» Dataset content
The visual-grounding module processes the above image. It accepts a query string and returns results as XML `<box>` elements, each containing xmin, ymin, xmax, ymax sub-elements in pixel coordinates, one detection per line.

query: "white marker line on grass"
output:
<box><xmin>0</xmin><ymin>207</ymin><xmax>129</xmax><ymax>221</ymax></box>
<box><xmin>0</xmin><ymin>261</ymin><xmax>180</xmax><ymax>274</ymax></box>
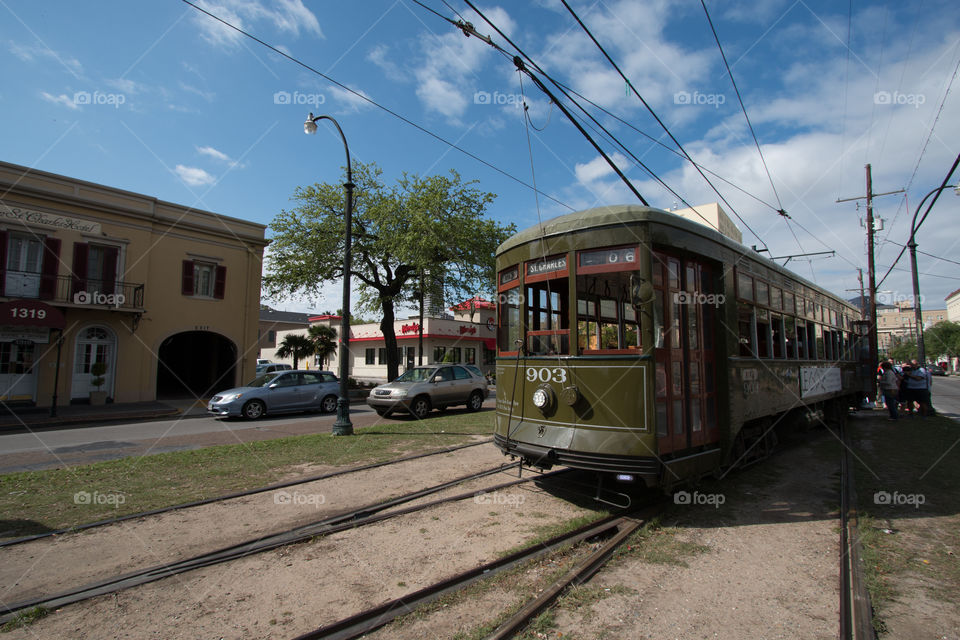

» Given problem
Rewrite the records with every "white marker line" switched to "painted boundary line" and all else unchanged, leaving the picture out.

» Response below
The visual-grounding module processes the above image. It accepts a query string and returns results as XML `<box>` elements, each containing xmin, ymin, xmax, ymax sub-elements in pixel coordinates, one detection per line.

query: "painted boundary line on grass"
output:
<box><xmin>0</xmin><ymin>207</ymin><xmax>129</xmax><ymax>221</ymax></box>
<box><xmin>0</xmin><ymin>261</ymin><xmax>180</xmax><ymax>274</ymax></box>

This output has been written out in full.